“Het is een rare tijd” is het grootste cliché van het afgelopen half jaar geworden, maar ik begrijp wel waarom iedereen dat zinnetje blijft herhalen. Als je steeds “Ik vind er geen zak meer aan” zegt, gaan mensen met een grote boog om jouw negatieve aura heen lopen. Dus gebruik je maar een neutraler woord. ‘Raar’. ‘Gek’. Oké, écht neutraal is het natuurlijk niet. Maar het is beter dan ‘tyfusteringklote’ (om maar wat te noemen).
■ ■ ■ ■ ■
Welk zinnetje is volgens de geselecteerde tekst het grootste cliché van het afgelopen half jaar geworden?
■ ■ ■ ■ ■
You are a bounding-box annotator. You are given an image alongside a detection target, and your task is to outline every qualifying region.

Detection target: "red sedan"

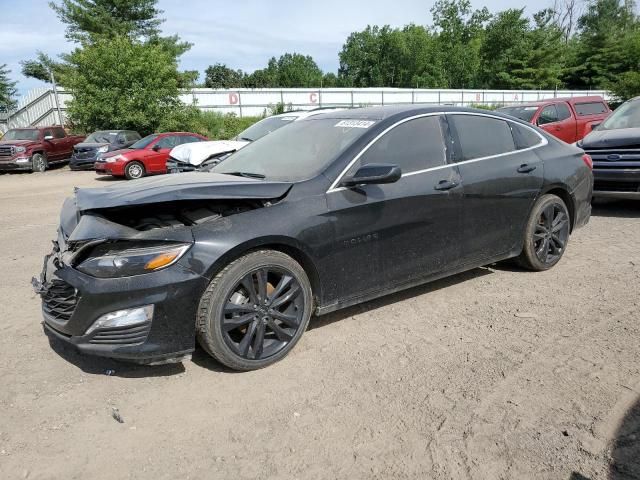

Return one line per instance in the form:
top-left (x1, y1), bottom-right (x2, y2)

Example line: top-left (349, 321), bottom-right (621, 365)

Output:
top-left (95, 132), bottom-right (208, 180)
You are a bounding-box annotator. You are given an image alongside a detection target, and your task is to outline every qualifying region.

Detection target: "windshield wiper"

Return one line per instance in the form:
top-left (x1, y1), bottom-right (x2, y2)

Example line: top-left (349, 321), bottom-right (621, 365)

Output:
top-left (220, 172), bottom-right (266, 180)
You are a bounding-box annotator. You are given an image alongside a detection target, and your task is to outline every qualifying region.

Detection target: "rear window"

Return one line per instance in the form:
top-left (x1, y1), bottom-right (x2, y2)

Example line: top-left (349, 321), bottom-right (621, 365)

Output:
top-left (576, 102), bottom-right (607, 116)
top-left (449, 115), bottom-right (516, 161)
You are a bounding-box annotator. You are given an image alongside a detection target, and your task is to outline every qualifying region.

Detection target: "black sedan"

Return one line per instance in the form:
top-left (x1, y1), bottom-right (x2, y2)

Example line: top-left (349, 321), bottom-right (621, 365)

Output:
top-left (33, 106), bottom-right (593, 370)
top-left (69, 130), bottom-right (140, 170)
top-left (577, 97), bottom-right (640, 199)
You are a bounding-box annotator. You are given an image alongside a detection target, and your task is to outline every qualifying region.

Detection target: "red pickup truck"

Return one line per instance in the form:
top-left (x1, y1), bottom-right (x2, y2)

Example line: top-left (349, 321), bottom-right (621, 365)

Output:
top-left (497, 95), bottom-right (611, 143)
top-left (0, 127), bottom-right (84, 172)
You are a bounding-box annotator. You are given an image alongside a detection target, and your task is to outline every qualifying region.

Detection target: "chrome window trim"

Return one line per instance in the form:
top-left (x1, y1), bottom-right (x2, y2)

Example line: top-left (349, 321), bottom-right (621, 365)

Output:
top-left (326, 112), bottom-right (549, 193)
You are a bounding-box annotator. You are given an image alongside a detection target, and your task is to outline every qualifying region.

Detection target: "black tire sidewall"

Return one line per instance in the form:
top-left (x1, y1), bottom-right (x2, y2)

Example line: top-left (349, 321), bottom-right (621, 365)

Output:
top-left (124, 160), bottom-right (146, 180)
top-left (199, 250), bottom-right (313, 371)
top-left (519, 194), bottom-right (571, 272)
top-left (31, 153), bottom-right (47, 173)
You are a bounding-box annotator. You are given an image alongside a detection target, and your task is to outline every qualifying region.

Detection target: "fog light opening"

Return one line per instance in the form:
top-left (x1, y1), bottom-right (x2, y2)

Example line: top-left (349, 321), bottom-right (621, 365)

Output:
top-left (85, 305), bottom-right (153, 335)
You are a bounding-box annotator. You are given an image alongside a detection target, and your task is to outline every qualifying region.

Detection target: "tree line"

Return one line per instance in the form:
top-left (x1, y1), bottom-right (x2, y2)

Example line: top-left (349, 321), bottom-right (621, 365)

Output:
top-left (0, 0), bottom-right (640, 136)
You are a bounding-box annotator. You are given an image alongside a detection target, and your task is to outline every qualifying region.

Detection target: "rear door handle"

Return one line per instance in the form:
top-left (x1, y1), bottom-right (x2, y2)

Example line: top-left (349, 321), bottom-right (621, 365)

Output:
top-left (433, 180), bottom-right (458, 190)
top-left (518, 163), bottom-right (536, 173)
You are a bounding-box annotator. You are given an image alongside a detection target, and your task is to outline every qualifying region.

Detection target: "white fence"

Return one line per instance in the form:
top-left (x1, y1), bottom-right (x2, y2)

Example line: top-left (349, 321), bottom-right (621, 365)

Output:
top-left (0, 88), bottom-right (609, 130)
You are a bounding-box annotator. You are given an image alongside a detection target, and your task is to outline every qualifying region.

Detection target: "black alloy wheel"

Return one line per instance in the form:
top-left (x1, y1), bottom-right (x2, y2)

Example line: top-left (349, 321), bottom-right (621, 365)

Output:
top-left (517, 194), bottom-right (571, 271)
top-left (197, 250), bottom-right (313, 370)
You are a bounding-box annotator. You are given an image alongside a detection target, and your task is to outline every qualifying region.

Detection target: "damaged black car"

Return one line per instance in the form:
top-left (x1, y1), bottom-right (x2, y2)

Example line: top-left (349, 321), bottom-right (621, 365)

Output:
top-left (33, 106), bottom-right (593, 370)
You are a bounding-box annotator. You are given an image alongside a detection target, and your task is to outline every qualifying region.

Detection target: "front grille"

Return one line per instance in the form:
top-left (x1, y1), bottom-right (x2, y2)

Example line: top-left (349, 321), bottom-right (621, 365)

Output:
■ ■ ■ ■ ■
▶ _Antwoord_
"Het is een rare tijd".